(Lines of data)
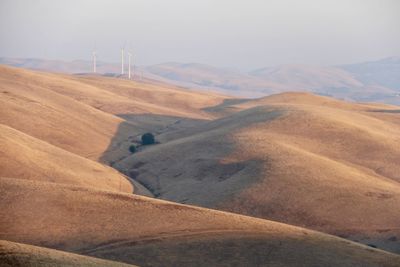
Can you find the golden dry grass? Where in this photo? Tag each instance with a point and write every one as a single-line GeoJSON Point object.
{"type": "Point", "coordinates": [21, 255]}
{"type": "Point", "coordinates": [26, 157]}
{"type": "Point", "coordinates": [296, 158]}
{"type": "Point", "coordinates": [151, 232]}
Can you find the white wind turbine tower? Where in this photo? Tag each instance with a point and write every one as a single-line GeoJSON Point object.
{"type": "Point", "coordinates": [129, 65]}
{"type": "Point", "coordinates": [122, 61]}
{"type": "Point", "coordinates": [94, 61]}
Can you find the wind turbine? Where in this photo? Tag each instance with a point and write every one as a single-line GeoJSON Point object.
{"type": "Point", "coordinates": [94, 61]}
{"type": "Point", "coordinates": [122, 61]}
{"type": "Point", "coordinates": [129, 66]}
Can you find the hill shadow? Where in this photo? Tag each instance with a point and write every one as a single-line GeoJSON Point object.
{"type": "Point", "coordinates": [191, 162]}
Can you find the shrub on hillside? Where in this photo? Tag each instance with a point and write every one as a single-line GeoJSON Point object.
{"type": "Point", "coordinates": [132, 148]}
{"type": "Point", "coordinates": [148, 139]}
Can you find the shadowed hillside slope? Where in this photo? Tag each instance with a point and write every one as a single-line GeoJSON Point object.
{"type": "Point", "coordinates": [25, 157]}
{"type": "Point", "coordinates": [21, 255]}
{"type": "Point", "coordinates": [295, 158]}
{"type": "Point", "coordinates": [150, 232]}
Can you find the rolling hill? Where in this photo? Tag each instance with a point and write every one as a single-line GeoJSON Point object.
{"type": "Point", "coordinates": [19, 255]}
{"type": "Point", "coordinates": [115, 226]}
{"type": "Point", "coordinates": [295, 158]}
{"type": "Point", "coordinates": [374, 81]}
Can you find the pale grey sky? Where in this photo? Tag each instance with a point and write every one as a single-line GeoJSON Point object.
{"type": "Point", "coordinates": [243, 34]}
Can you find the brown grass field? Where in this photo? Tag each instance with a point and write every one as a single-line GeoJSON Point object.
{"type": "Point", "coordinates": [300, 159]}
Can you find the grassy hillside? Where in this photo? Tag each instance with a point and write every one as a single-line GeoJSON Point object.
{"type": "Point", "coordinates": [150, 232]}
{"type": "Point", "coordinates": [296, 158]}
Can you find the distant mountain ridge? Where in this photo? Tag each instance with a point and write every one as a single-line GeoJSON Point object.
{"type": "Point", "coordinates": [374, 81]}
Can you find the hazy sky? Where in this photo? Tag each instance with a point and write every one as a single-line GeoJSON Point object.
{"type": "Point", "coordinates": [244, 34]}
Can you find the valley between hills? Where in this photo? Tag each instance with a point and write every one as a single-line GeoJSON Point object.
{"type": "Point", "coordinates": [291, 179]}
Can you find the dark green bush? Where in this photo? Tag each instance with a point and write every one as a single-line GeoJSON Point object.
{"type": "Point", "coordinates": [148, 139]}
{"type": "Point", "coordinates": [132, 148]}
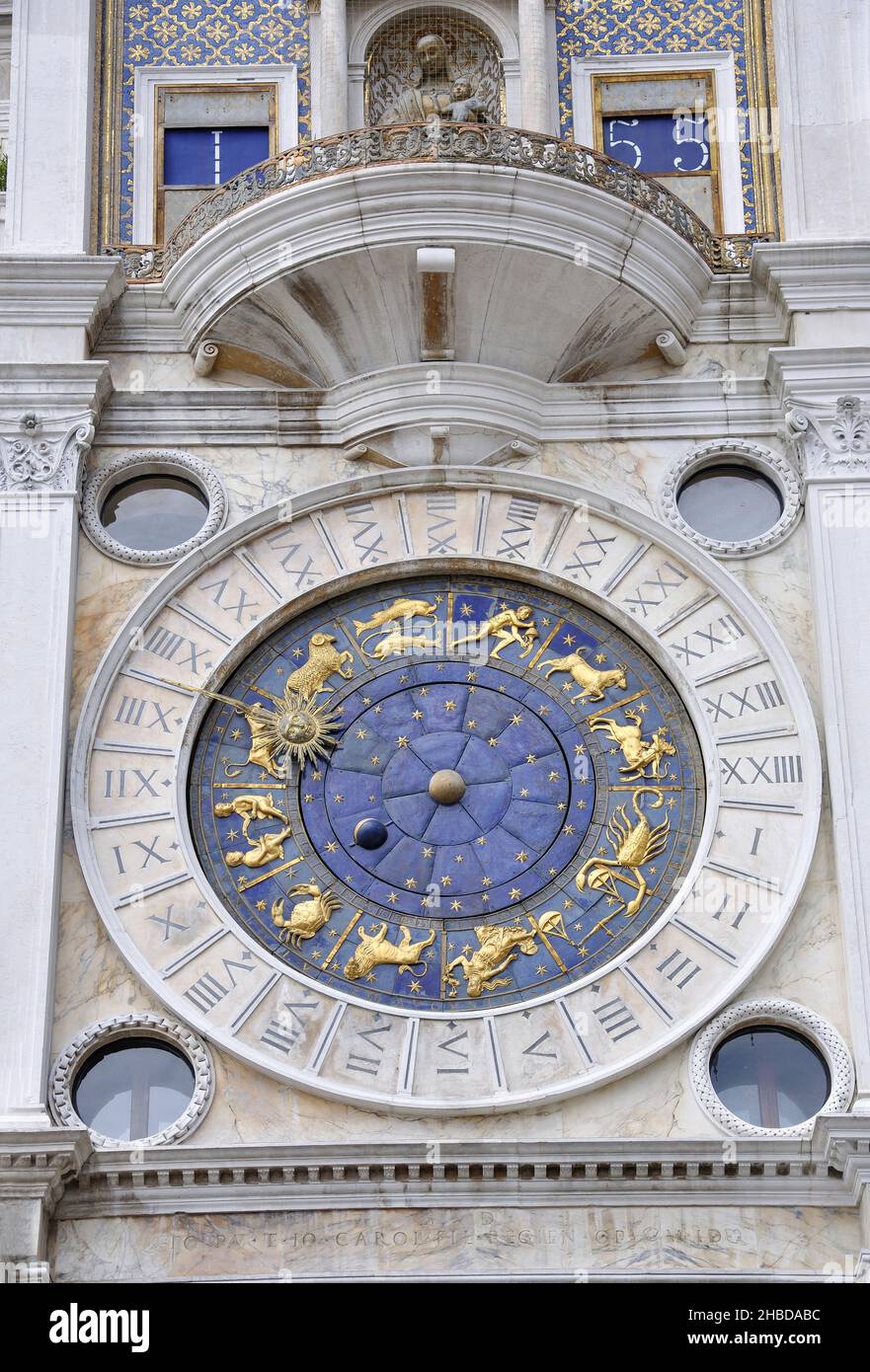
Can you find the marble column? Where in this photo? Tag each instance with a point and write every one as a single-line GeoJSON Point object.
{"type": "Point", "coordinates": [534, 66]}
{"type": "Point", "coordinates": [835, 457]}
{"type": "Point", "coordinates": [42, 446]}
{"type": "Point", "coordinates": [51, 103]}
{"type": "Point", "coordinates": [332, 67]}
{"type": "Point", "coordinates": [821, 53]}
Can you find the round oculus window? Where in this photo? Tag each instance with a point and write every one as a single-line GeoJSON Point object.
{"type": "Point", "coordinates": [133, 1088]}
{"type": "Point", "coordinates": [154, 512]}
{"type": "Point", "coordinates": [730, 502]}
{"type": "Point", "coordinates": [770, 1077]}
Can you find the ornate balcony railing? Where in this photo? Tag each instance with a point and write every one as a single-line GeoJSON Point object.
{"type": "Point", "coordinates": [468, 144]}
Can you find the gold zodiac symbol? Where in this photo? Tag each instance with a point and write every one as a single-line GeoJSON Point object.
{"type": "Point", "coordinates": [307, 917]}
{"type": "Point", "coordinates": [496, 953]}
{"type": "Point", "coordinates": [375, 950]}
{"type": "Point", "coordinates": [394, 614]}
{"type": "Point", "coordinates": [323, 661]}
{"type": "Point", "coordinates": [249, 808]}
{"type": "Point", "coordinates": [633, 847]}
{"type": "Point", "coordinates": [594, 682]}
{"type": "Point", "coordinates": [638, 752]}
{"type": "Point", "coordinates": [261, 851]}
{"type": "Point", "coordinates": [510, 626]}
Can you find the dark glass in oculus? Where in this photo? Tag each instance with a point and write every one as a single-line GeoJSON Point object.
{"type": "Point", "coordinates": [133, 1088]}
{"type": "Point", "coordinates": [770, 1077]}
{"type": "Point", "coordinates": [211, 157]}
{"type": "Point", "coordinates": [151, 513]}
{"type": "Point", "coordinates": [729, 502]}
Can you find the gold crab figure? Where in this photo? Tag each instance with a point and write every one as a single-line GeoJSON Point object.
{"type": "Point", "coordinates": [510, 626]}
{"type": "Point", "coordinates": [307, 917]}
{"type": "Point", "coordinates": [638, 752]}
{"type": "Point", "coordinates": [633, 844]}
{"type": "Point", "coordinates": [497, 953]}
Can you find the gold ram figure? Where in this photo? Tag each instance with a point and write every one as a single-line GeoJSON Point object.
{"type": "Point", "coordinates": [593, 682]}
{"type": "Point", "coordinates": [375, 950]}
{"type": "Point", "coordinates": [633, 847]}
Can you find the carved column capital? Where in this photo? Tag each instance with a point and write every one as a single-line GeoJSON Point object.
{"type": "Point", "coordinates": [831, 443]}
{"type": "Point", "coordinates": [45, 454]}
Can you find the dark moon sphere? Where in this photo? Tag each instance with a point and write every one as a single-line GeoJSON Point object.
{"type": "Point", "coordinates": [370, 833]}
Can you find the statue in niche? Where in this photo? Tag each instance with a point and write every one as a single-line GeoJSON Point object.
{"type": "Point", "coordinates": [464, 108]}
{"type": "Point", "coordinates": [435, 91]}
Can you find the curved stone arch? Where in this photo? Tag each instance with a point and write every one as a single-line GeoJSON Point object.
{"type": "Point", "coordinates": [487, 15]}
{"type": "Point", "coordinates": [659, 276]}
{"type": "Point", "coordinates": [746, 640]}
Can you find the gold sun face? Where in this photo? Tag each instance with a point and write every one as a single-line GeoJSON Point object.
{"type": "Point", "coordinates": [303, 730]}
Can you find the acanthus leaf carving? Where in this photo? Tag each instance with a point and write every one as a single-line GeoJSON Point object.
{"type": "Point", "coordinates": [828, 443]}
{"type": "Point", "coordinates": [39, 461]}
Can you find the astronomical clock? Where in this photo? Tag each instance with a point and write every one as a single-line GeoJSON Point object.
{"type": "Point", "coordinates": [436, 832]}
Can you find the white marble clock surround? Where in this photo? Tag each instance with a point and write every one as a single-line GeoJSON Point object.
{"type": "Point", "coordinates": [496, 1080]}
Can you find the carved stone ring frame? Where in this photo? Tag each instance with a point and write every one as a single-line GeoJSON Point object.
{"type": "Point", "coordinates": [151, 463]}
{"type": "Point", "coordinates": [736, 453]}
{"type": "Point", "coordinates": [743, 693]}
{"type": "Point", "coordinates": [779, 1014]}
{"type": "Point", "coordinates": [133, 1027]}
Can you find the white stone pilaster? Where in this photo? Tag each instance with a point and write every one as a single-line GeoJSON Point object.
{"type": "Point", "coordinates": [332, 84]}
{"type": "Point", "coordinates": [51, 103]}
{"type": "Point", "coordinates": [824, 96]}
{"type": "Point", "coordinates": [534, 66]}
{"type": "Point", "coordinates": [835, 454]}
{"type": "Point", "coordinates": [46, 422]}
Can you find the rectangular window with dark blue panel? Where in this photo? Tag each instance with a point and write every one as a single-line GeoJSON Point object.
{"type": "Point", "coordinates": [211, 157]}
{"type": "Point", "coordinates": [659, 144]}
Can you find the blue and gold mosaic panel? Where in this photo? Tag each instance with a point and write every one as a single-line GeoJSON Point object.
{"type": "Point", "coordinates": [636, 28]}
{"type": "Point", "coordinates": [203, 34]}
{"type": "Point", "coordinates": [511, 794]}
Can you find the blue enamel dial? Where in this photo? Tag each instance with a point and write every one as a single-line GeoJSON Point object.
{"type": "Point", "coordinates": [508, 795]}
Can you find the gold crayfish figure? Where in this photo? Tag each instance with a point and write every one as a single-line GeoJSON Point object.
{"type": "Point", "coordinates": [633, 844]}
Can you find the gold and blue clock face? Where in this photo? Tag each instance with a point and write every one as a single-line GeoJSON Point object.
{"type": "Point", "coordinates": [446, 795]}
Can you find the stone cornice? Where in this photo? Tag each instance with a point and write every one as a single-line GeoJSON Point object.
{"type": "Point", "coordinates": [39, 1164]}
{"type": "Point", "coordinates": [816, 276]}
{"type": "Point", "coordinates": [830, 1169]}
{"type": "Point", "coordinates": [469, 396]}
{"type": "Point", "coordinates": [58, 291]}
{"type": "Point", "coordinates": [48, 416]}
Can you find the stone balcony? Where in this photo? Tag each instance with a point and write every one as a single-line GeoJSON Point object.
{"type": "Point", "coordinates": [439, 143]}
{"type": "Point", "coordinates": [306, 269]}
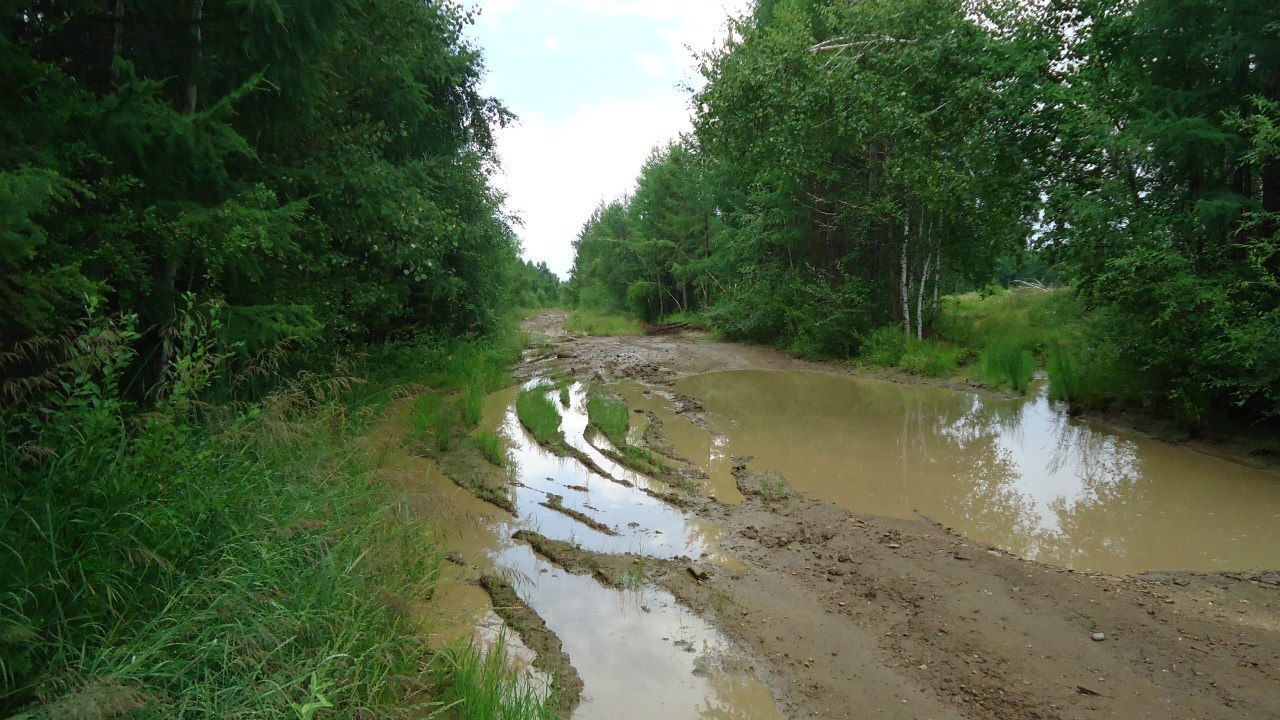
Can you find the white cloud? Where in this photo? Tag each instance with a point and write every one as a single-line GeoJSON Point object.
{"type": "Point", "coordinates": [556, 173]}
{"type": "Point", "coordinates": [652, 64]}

## Required task
Could you copy everything from the line containing "Can you find the blue enamel" down to the end of the records, word for word, leaving out any pictures?

## The solution
Can you find the blue enamel dial? Where in this photo? Tag each instance with a point and write every one as a single-line GeoJSON Point object.
{"type": "Point", "coordinates": [508, 795]}
Can you find the gold crayfish figure? Where in this photo? Tag each instance with a point and write every one as a single-line GeoJSON Point object.
{"type": "Point", "coordinates": [633, 844]}
Can you find the gold and blue clock face? Where in this photo? Tag each instance with a point and write every one as a single-line GeoJSON Point object.
{"type": "Point", "coordinates": [446, 795]}
Can you find the stone cornice? Where in this photo? Tag each instance with a point and write every one as a single-line GeoJSON Point object.
{"type": "Point", "coordinates": [39, 1164]}
{"type": "Point", "coordinates": [816, 276]}
{"type": "Point", "coordinates": [830, 1169]}
{"type": "Point", "coordinates": [469, 396]}
{"type": "Point", "coordinates": [58, 291]}
{"type": "Point", "coordinates": [48, 416]}
Can you find the stone balcony? Where in this photo? Tag each instance with a point and write every one as a single-line GeoJSON Point object.
{"type": "Point", "coordinates": [439, 143]}
{"type": "Point", "coordinates": [306, 269]}
Can you find the white cloud? Where in this photo? Tag each instance with a point and write every one as a single-line GeoJSON Point object.
{"type": "Point", "coordinates": [556, 173]}
{"type": "Point", "coordinates": [652, 64]}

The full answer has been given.